TASK INPUT
=== Section Start ===
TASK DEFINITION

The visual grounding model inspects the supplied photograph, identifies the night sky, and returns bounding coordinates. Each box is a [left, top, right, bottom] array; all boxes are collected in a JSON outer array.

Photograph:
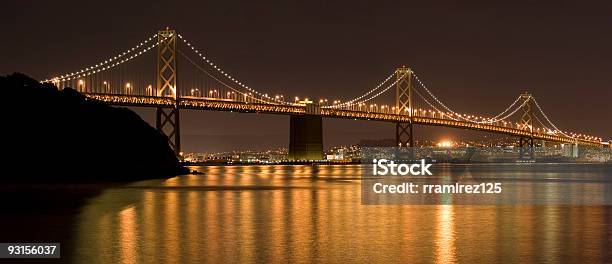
[[2, 0, 611, 152]]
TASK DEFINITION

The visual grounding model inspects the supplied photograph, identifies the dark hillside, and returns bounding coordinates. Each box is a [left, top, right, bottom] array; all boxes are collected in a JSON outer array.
[[0, 73, 187, 182]]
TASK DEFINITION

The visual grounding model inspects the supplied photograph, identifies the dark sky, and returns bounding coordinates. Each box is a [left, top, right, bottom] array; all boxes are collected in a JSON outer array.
[[2, 0, 611, 152]]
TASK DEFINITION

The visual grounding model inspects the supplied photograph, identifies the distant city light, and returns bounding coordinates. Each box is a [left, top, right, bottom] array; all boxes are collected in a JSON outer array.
[[437, 140, 453, 148]]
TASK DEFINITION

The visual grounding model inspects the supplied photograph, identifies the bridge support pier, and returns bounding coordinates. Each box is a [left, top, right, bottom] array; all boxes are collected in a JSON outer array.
[[519, 137, 534, 159], [156, 107, 181, 157], [288, 115, 323, 161], [396, 122, 414, 148], [571, 142, 579, 158]]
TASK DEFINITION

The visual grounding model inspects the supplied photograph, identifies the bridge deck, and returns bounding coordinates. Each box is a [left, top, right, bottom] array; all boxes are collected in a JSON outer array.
[[83, 94, 604, 147]]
=== Section End ===
PROBLEM DESCRIPTION
Although the records above contain pictures, output every line exactly and leave the pictures out.

RESPONSE FOR THIS EXERCISE
TASK DEFINITION

The visual grounding model inspects the supplied photograph, identifies the night sky, and returns bounding coordinates. Each box is a [left, top, right, bottom] array; all boxes are collected in a JSON outer array.

Photograph:
[[2, 0, 611, 152]]
TASK DEFINITION

The visual grounding model inspects the supplied photograph, identifies the dark hillside, and returns bounding coordinates. Each box is a [left, top, right, bottom] array; all boxes are collected in a JSON outer array.
[[0, 73, 187, 182]]
TASK DEFINITION

The visual grounding model inspects the supplied photograph, identifies the dark sky, and returns bounding coordinates. Each box is a [left, top, right, bottom] array; all boxes are collected in a JSON outer array.
[[2, 0, 611, 152]]
TASK DEFINITION

The visual grounding model inspects the supplied photograph, identifies the distant city light, and returns bounding coordinates. Each box is a [left, top, right, bottom] array; all boxes are collected in a JSON outer array.
[[437, 140, 453, 148]]
TASK DEFINITION

The visual grounding model inspects the supplied photograph, identifies the bridge support pier, and returns bounding coordinates. Each box is a [left, top, right, bottom] array; all boxes are collected in a JSON outer array.
[[519, 137, 534, 159], [156, 107, 181, 157], [288, 115, 323, 161], [396, 122, 414, 148], [571, 142, 579, 158]]
TASK DEFINITION

The visual grounding model inspects the supplied photograph, identifies the bridge deck, and returns bounding coordinates. Each box is a [left, top, right, bottom] array; all boxes are collected in a JSON outer array.
[[83, 94, 604, 147]]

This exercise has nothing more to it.